--- start of Material for this task ---

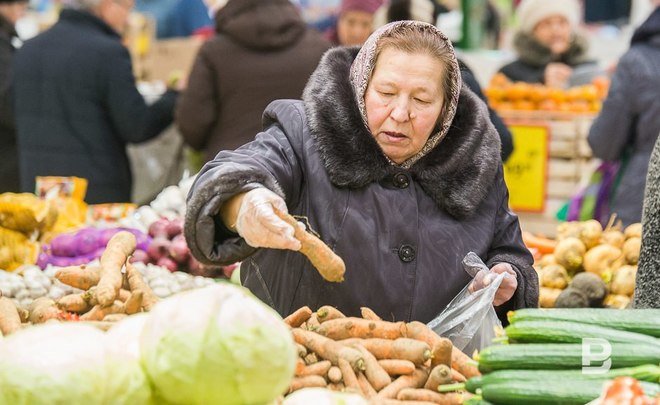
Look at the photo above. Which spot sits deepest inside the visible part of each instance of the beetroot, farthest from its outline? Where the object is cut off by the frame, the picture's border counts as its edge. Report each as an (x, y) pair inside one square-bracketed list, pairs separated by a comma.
[(174, 227), (179, 249), (158, 248), (168, 263), (159, 228)]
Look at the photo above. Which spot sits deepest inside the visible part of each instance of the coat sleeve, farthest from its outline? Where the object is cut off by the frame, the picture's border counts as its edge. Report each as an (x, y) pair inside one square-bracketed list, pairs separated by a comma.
[(132, 119), (268, 161), (508, 247), (198, 107), (610, 132)]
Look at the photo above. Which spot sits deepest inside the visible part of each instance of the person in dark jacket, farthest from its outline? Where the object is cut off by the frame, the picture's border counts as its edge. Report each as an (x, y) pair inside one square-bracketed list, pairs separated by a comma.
[(262, 51), (424, 11), (393, 163), (10, 12), (548, 45), (77, 106), (629, 123)]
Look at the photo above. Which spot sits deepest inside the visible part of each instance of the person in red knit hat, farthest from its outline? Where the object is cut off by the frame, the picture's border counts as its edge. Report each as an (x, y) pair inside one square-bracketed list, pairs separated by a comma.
[(355, 22)]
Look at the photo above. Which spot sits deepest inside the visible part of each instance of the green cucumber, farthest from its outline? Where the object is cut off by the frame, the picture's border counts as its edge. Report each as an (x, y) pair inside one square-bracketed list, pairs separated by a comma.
[(645, 321), (550, 392), (536, 356), (649, 372), (571, 332)]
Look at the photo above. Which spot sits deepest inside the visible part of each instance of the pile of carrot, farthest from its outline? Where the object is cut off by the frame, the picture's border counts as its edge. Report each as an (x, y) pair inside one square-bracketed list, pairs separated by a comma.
[(386, 362), (111, 291)]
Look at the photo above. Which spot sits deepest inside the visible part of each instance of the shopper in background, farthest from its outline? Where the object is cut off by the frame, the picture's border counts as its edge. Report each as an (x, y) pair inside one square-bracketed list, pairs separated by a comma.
[(10, 12), (547, 43), (355, 22), (77, 105), (393, 163), (629, 123), (424, 10), (262, 51)]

--- end of Material for this task ---

[What to do]: Format the entries above as a Markdown table with the columns Row and Entry Line, giving each nonblank line its own numbered row and leaving the pictures out.

[Solution for this task]:
| Row | Entry Line |
|---|---|
| 1 | Look at the photo above. Which spot sits deepest inside the visible part of each instance of the beetroot, farthest from its outline? Where the object is cut off by the frame, the picture's border counts as its edge. Report each as an (x, y) pair inside one square-bracketed list, pairs separated by a comma. |
| 2 | [(174, 227), (179, 249), (158, 248), (168, 263), (159, 228)] |
| 3 | Look at the photo above. Which spot sits deepest inside the visible part of each instance of the coat sleeve, farthest from its outline? Where the object is cut off by the frame, the picture's border counts as its edge. Report each as an (x, y) pair inside one square-bracketed list, pairs separated by a comma. |
| 4 | [(132, 119), (268, 161), (508, 247), (198, 107), (610, 132)] |
| 5 | Look at the photo above. Which spot sits deepest inside the visible part of each instance of the person in dark jacket, farthest from its outline? Where the object is cut off by the frame, the picture's border counts as its edge. Report each as an (x, y) pair inside one square-bracketed list, pairs separated by a comma. |
| 6 | [(262, 51), (424, 11), (393, 163), (10, 12), (548, 45), (77, 106), (629, 123)] |
| 7 | Look at the photo above. Which spot sits deepest inside the visible part of each instance of the person in red knit hat, farthest from its outline? Where the object is cut off by the frame, the picture's border counts as its edge. Report each as an (x, y) pair inside one square-bracketed list, pairs separated by a comma. |
| 8 | [(355, 22)] |
| 9 | Look at the photo above. Which spot sits deepest inside the visible part of each instance of the green cucumber, farthest from its outline? Where the object is cut off by the frame, the picture's border counts as its edge. Report each as an (x, y) pair inside one square-bracketed list, pairs separated by a comma. |
| 10 | [(645, 321), (550, 392), (536, 356), (649, 372), (571, 332)] |
| 11 | Look at the photo above. Which spot sits deepest inside the visible part of each instance of the pile of carrot, farthest from its outline? Where the object is cut off by the frame, the picture's border counts as its edge. Report each as an (x, y) pair inside one square-bracketed list, pairs separated by a comma. |
| 12 | [(386, 362), (111, 291)] |
| 13 | Look at the photo above. Which spot sits deepest inside the visible part of each instance of the shopper in background, farthest from its outline? Where the object is cut off by the frame, the picture's border counts as its edge. Report each as an (x, y) pair inside one square-bracketed list, pairs separated by a comma. |
| 14 | [(10, 12), (547, 43), (355, 22), (77, 105), (393, 163), (629, 123), (424, 10), (262, 51)] |